◆ ФРАГМЕНТ ТЕКСТА:
============
Марксизм именно потому представляет собой высшую форму гуманизма, что он отвергает всякое обожествление (или, как еще говорят, «отчуждение») любой институциализированной формы человеческой деятельности, в том числе и науки (иначе говоря, профессионально обособившейся от большинства живых людей научно-теоретической деятельности: логического мышления, превратившегося в профессию, в пожизненное занятие более или менее узкого слоя индивидов – математиков по профессии, логиков по профессии и т. п.). Этим нимало не принижается роль науки и то глубокое уважение, которое оказывается науке, основанной на диалектико-материалистическом мировоззрении, ибо оно само есть научное мировоззрение. [200]
Но одно дело – уважение, а совсем другое – обожествление, из которого логически следует взгляд на «человеков» как на такой же «материал» и «сырье» научного производства, как и на любой другой естественно-природный материал. Для сциентизма как раз такой взгляд на человека и характерен. Сциентизм есть поэтому современная форма антигуманизма. С точки же зрения марксистско-ленинского миропонимания наука по существу своему (а не в тех извращенно-отчужденных ее образах, в которых она сплошь и рядом выступает в буржуазном обществе) есть форма реализации гуманизма. Не того абстрактного гуманизма, который рисует иконописный лик «человека вообще» и молится ему, обожествляя его так же, как сциентизм обожествляет науку, а марксистского гуманизма, который исходит из исторически назревшей (и научно выясненной) потребности всестороннего развития большинства (в пределе – всех без исключения) людей.
============
◆ ЗАПИСИ НАБОРА:

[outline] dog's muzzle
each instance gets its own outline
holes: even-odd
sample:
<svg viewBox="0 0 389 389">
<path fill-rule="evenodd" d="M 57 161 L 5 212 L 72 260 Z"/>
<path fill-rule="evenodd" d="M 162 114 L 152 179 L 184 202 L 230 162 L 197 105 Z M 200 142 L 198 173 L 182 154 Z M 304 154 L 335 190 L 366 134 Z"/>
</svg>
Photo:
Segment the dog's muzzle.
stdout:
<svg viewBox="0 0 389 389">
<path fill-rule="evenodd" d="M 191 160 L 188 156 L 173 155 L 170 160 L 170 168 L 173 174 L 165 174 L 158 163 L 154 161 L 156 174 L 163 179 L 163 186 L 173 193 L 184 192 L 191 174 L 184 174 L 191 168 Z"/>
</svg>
============
◆ ЦЕЛЬ ЗАДАНИЯ: Чем, согласно фрагменту текста, является сциентизм? Записи — это отдельный материал.

◆ ПОЛНЫЙ ОТВЕТ: Сциентизм есть современная форма антигуманизма.